| Actions to take |
- a) Answer these questions about the post on ETS counters:
(i) According to the post, what could kill you in high-throughput or low-latency work?
(ii) What form of entry does the code assume in the table?
(iii) For how long, and for what kind of scenarios, has dispcount been used in production?
- b) Extract the stretch of the post on ETS counters from "Have you considered" through "there is to it.", copying it character for character.
- c) Continue the post on ETS counters from the point where it stops.

| Excerpted passage |
******

Have you considered using ETS counters, and possibly a monitor process?
The idea being that if you have thousands of connections, trying to
increment an ETS counter outside of the supervision structure?

In my experience with whatever ended up being high throughput or low
latency, what could kill you was not the fact that the counter was
necessarily high, but how much contention there is to it.

If you're in the kind of position where you need to limit the number of
transactions to avoid falling over, it will *not* reduce the number of
messages sent to the supervisor, and if you start going over the top,
you'll time out no matter what, just because the supervisor won't be
able to keep up with the demand.

It takes a while before reaching that level, but in these cases, what I
end up doing most of the time is holding an ETS counter that maintains
itself at most to the max level given. Increment the counter as an
atomic operation (a write operation that also reads, so you benefit from
{read_concurrency,true} as an option). Assuming an entry of the form
{transactions, N}:

-spec can_start(ets:tid()) -> boolean().
can_start(Table) ->
%% the counter should start at 0 when initiating things
MaxValue = application:get_env(your_app, max_trans),
MaxValue > ets:update_counter(Table,
transactions,
{2, 1, MaxValue, MaxValue}).

Using that command, the max value will be easily configurable, will keep
a ceiling set to the max value in there, and will be much, much faster
to deny (and accept) requests while keeping your supervisor less loaded.

Now what you'll need is a monitor process that will be able to decrement
the counter for you when you're done, but only with processes that
managed to get started. The management stuff can forget all about the
processes that couldn't get in there. In practices, it works very well,
and I've used a similar architecture for dispcount
(https://github.com/ferd/dispcount), which has been used in production
for over a year for low-latency scenarios. Now dispcount uses a fixed
pool size and *is* a pool, but the same mechanisms can be applied to a
more central system where one main counter is used.

******

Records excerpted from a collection
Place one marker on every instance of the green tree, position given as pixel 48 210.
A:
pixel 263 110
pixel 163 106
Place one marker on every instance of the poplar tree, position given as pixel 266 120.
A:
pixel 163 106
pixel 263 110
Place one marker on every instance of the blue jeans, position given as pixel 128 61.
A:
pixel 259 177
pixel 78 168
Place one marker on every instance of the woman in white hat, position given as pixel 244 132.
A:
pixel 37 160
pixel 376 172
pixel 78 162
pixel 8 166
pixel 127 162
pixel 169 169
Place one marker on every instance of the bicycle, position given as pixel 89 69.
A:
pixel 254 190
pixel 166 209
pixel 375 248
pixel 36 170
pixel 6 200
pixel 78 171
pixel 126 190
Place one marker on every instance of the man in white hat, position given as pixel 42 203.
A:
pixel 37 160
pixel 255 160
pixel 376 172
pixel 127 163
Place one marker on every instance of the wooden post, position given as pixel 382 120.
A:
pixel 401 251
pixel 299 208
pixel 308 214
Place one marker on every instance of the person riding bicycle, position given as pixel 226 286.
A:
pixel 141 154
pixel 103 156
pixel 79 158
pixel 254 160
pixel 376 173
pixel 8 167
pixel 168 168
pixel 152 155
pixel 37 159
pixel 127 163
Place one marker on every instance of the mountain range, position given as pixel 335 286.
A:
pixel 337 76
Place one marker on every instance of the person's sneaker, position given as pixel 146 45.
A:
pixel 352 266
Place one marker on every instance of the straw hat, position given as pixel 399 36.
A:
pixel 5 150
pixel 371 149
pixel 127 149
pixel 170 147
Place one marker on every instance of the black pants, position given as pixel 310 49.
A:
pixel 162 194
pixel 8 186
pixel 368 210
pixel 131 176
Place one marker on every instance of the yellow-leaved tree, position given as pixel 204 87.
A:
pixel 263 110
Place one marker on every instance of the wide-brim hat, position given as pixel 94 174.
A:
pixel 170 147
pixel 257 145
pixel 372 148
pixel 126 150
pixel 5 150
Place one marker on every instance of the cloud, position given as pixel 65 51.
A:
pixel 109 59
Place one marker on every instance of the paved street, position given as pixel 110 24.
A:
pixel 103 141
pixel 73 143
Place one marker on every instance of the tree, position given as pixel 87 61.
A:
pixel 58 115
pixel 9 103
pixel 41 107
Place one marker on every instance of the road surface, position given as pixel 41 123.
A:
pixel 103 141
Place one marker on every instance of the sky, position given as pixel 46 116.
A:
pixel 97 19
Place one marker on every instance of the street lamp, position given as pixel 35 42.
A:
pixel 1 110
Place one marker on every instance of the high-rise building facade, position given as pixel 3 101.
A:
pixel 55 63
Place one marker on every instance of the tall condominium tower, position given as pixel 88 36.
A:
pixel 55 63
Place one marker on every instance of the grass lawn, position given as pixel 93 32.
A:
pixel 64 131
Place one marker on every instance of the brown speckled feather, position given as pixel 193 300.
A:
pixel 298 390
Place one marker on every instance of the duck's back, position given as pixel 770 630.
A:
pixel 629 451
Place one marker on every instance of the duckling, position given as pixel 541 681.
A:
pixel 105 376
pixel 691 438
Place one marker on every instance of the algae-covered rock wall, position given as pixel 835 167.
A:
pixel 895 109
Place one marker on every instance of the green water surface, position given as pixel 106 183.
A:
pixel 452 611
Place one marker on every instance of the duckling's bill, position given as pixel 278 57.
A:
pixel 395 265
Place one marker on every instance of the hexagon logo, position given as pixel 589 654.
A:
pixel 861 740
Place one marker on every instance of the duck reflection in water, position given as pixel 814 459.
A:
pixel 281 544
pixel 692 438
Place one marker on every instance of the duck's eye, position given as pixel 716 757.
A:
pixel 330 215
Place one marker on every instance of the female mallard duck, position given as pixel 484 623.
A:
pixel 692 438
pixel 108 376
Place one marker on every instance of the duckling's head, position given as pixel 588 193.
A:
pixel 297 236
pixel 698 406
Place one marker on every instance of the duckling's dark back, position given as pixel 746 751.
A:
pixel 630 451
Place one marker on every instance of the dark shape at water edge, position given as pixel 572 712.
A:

******

| Responses to the exercise |
- a)
(i) Not the fact that the counter was necessarily high, but how much contention there is to it.
(ii) {transactions, N}
(iii) For over a year, for low-latency scenarios.

- b)
Have you considered using ETS counters, and possibly a monitor process?
The idea being that if you have thousands of connections, trying to
increment an ETS counter outside of the supervision structure?

In my experience with whatever ended up being high throughput or low
latency, what could kill you was not the fact that the counter was
necessarily high, but how much contention there is to it.

- c)
This will, in my experience, be more scalable as an approach than
modifying supervisors' internal state and relying on it. In the
benchmarks we ran at the job where I wrote dispcount, a single process
could chug on maybe 9000 messages a second before starting to get
swamped and using more resources than necessary (I can't remember what
hardware I used for the benchmark). Using the ETS approach on the same
hardware, I wasn't able to even get to the point where it was
problematic -- allocation of processes to generate contention and
gathering statistics turned out to be a bigger bottleneck.

That's without counting that using ETS counters, getting a response back
was a matter of microseconds, or had peak times under 5ms. Using
messages, it was very easy to see roundtrip times well above 70ms, and
those were with dedicated processes, not processes like supervisors that
also need to do a lot of other stuff.

As I said, it is more scalable and more performant. It is, however, not
available out of the box.

Regards,
Fred.